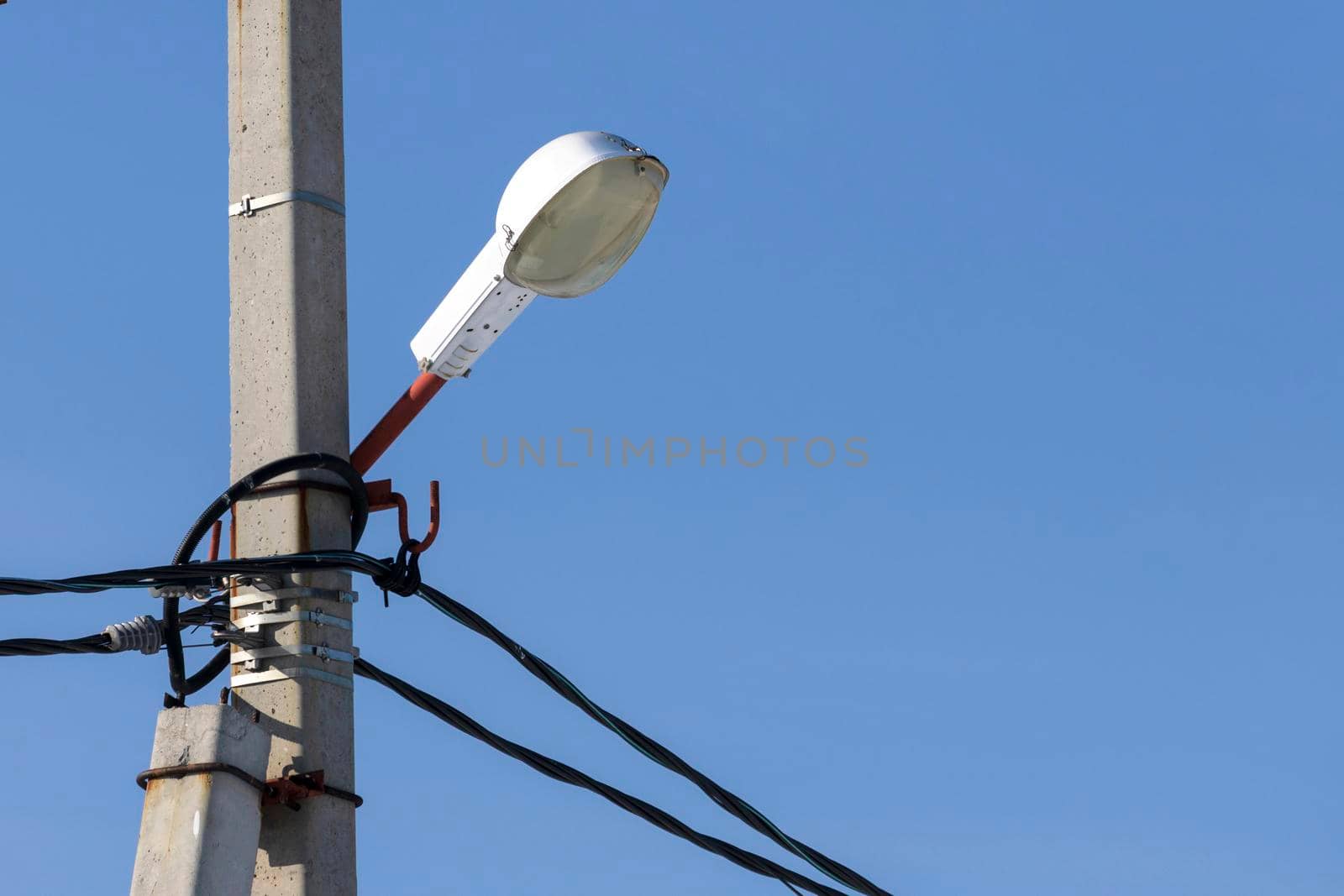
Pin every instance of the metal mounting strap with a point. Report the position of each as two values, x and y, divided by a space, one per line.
250 204
255 621
319 651
293 594
297 672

What the task requires: Write out the lines above word for word, leaving the pictures out of your answer.

Written solution:
Pin every instance of the metal mounting strap with a point. Report the position of each as two values, x and y, divided by a space, one per line.
250 204
255 621
319 651
293 594
297 672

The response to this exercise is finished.